* [TAREFAS]:
(a) Resuma em duas frases o texto sobre o regime jurídico dos servidores.
(b) Prossiga com o texto sobre o regime jurídico dos servidores a partir do ponto em que ele termina.

* [TRECHO DO TEXTO]:
--------------------------------------------------
Nos últimos dias o assunto em pauta em Groaíras é o Projeto de Lei enviado pelo Excelentíssimo Senhor Prefeito à Câmara Municipal, o qual institui o regime jurídico estatutário no âmbito da Administração Pública dessa cidade. A polêmica está instalada e um dos motivos é o fato de muitos servidores não entenderem exatamente do que se trata o referido projeto. Na contrapartida, não há esforço da Administração de suprir as lacunas que tanto dificultam o entendimento popular.
No intuito de tentar contribuir com a discussão, me atrevi a desenvolver, de forma sintética, algumas considerações sobre o tema.
Comecemos pela redação original do art. 39 da Constituição Federal, que segue:
Art. 39. A União, os Estados, o Distrito Federal e os Municípios instituirão, no âmbito de sua competência, regime jurídico único e planos de carreira para os servidores da administração pública direta, das autarquias e das fundações públicas (grifo nosso).
Estabelecer regime jurídico único, significava, com base na norma supracitada, que a União, Estados, Distrito Federal e Municípios poderão instituir, no âmbito de sua circunscrição, o seu regime jurídico, a forma como a Administração se relaciona com os seus agentes. Este pode ser contratual (celetista ou trabalhista) ou regime legal (estatutário). É uma questão de escolha: ou opta-se pelo celetista e aí tem-se um regime contratual em que se aplica as normas da CLT e o foro competente para dirimir os conflitos entre os servidores (empregados) e a Administração Pública (empregador) é a Justiça do Trabalho, ou opta-se pelo regime legal, em que se aplica a lei do estatuto dos servidores públicos (lei local) e o foro competente para dirimir os conflitos entre os servidores e a Administração Pública é a justiça comum estadual.
Ocorre que a Emenda Constitucional 19/98 (Reforma do Judiciário) alterou a redação original do art. 39 da Constituição Federal do Brasil: Art. 39. A União, os Estados, o Distrito Federal e os Municípios instituirão conselho de política de administração e remuneração de pessoal, integrado por servidores designados pelos respectivos Poderes. (Redação dada pela Emenda Constitucional nº 19, de 1998) (Vide ADIN nº 2.135-4)
Em linguagem popular, a redação dada ao art. 39 pela EC 19/98 determina que cada ente político poderá ter tanto o regime estatutário como o celetista. No entanto, o Supremo Tribunal Federal – STF, decidiu em sede cautelar (Vide ADIN nº 2.135-4), que a nova redação do dispositivo normativo informado padeceu de inconstitucionalidade formal. Na verde ele foi rejeitado pelo Congresso e, no momento da redação final da EC nº 19/98, acabou sendo posto. Dessa forma, o que está em vigor hoje no Brasil, até o que o STF julgue o mérito da ADIN nº 2.135-4, é a redação original do art. 39 da Constituição Federal, ou seja, vige a obrigatoriedade do regime jurídico único e cada ente político pode optar pelo contratual (celetista) ou legal (estatutário). Na prática, a maior parte dos entes federativos (União, Estados, Distrito Federal e Municípios) optou pelo regime legal (estatutário), o que não impede que os entes políticos que já adotavam o regime contratual (trabalhista) continuem com o mesmo. O que não pode é ter, no mesmo âmbito de circunscrição, o regime trabalhista e o estatutário.
--------------------------------------------------
* [INFORMAÇÕES EXTRAÍDAS]:

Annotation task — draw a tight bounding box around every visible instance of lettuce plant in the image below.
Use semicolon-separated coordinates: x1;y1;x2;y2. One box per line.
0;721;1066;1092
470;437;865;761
--------------------------------------------------
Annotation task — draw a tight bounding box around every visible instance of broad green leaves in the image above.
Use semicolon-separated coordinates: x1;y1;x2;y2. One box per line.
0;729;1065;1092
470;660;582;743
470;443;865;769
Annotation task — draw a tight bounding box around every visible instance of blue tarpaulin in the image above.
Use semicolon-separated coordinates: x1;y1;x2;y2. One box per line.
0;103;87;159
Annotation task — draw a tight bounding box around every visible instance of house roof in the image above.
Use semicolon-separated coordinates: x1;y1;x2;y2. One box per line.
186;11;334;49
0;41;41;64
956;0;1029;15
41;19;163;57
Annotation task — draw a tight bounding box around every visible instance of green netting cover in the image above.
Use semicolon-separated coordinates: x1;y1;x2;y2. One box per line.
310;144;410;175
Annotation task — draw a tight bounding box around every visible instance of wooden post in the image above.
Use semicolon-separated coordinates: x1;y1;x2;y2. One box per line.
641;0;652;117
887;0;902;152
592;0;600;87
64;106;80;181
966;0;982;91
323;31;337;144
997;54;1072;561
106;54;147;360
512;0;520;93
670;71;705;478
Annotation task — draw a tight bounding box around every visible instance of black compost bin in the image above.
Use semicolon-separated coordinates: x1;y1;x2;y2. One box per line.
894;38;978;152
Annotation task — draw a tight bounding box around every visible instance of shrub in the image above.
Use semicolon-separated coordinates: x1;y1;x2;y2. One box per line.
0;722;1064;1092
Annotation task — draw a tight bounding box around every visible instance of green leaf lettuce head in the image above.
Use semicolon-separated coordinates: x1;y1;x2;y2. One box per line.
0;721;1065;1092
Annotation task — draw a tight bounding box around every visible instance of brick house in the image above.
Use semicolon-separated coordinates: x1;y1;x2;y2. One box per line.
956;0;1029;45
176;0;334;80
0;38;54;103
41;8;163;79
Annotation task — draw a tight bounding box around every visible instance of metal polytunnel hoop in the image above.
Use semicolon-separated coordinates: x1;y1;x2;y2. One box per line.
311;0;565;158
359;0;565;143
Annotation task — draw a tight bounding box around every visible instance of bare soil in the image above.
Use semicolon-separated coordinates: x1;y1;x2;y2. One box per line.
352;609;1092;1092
--------------------------------------------------
* [RESPOSTAS ÀS TAREFAS]:
(a) Em Groaíras, o projeto de lei do prefeito que institui o regime jurídico estatutário gerou polêmica, em parte porque muitos servidores não entendem exatamente do que ele trata. A redação original do art. 39 da Constituição Federal exige um regime jurídico único, contratual (celetista) ou legal (estatutário), e segue em vigor porque o STF considerou, em sede cautelar, formalmente inconstitucional a nova redação dada pela EC 19/98, de modo que não se pode ter os dois regimes na mesma circunscrição.

(b)
Cabe explicar que o celetista é empregado público, enquanto o estatutário é servidor público (estrito senso). A este se aplica a estabilidade prevista no art. 41 da Constituição Federal. Àquele, segundo o Professor José dos Santos Carvalho Filho (2010, p.), possui estabilidade relativa.
As consequências da estabilidade é que o servidor público (estatutário) só perderá o cargo nos casos previstos no art. 41 (sentença transitada em julgado, procedimento administrativo em contraditório, avaliação periódica de desempenho, etc.).
A estabilidade relativa do empregado público a que se refere o Professor José dos Santos Carvalho significa que a dispensa do mesmo não poderá ser imotivada. A motivação serve ao atendimento dos princípios norteadores da Administração Pública, dentre os quais o princípio da publicidade, bem como ao controle de legalidade, dado que atos ilegais poderão ser anulados pela própria Administração Pública (autotutela) ou pelo Poder Judiciário (legalidade).
Reforçando a ideia da estabilidade relativa, importante observar o que prevê a Súmula nº 390 do TST:
Súmula nº 390 do TST
ESTABILIDADE. ART. 41 DA CF/1988. CELETISTA. ADMINISTRAÇÃO DIRETA, AUTÁRQUICA OU FUNDACIONAL. APLICABILIDADE. EMPREGADO DE EMPRESA PÚBLICA E SOCIEDADE DE ECONOMIA MISTA. INAPLICÁVEL (conversão das Orientações Jurisprudenciais nºs 229 e 265 da SBDI-1 e da Orientação Jurisprudencial nº 22 da SBDI-2) - Res. 129/2005, DJ 20, 22 e 25.04.2005
I - O servidor público celetista da administração direta, autárquica ou fundacional é beneficiário da estabilidade prevista no art. 41 da CF/1988. (ex-OJs nºs 265 da SBDI-1 - inserida em 27.09.2002 - e 22 da SBDI-2 - inserida em 20.09.2000)
II - Ao empregado de empresa pública ou de sociedade de economia mista, ainda que admitido mediante aprovação em concurso público, não é garantida a estabilidade prevista no art. 41 da CF/1988. (ex-OJ nº 229 da SBDI-1 - inserida em 20.06.2001). (grifos nossos).
Como se observa no inciso I do entendimento sumular supracitado, a estabilidade do art. 41 da Constituição Federal se aplica aos empregados públicos (celetistas). Assim sendo, este só será dispensado nos casos previstos nos termos do art. 41 da Constituição Federal.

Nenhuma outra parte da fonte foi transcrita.